## begin Text section
As he walked around Elland Road late last November after another defeat, Daniel Farke got both barrels from some Leeds United fans.
“You don’t know what you’re doing,” was an audible accusation from the Don Revie Stand after a fifth defeat in six Premier League matches, which took the team into the relegation zone and behind the point-per-match average Farke had set as the club’s target for Premier League survival.
It was not just that November 23 defeat to Aston Villa that led to the most pronounced fan dissent of Farke’s tenure. There was an accumulation of factors. He had, again, failed to influence a match with timely substitutes or tactical tweaks, and there was fan anxiety after dire back-to-back defeats by Brighton & Hove Albion and Nottingham Forest. There was a sense Leeds were sliding.
That Manchester City, Chelsea and Liverpool were looming across seven days left most supporters convinced the situation would become more desperate by mid-December. Farke’s position was considered by United’s board, but it was felt there was still enough credit in the bank to justify giving him more time.
## end Text section
▶ [Instructions to follow]:
Answer from the Leeds United passage:
(a) Which team beat Leeds on November 23?
(b) From which stand was the accusation aimed at Farke heard?
(c) Which three clubs were looming across seven days?
Work only from the Leeds United passage.
## begin Supplied entries
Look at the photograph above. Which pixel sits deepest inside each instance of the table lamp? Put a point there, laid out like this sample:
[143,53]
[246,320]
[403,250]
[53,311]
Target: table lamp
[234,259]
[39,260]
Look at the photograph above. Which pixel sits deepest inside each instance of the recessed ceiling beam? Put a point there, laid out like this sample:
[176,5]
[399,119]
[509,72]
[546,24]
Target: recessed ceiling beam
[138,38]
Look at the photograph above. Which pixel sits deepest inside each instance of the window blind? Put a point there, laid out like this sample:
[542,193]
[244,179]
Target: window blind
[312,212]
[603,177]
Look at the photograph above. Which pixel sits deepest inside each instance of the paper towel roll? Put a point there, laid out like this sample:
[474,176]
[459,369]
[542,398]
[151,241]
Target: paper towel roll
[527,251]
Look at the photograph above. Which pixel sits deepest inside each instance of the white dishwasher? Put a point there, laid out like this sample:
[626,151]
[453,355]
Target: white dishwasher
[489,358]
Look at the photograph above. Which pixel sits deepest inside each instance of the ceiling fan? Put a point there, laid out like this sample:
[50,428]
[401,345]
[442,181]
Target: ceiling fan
## end Supplied entries
▶ [Response below]:
(a) Aston Villa
(b) The Don Revie Stand
(c) Manchester City, Chelsea and Liverpool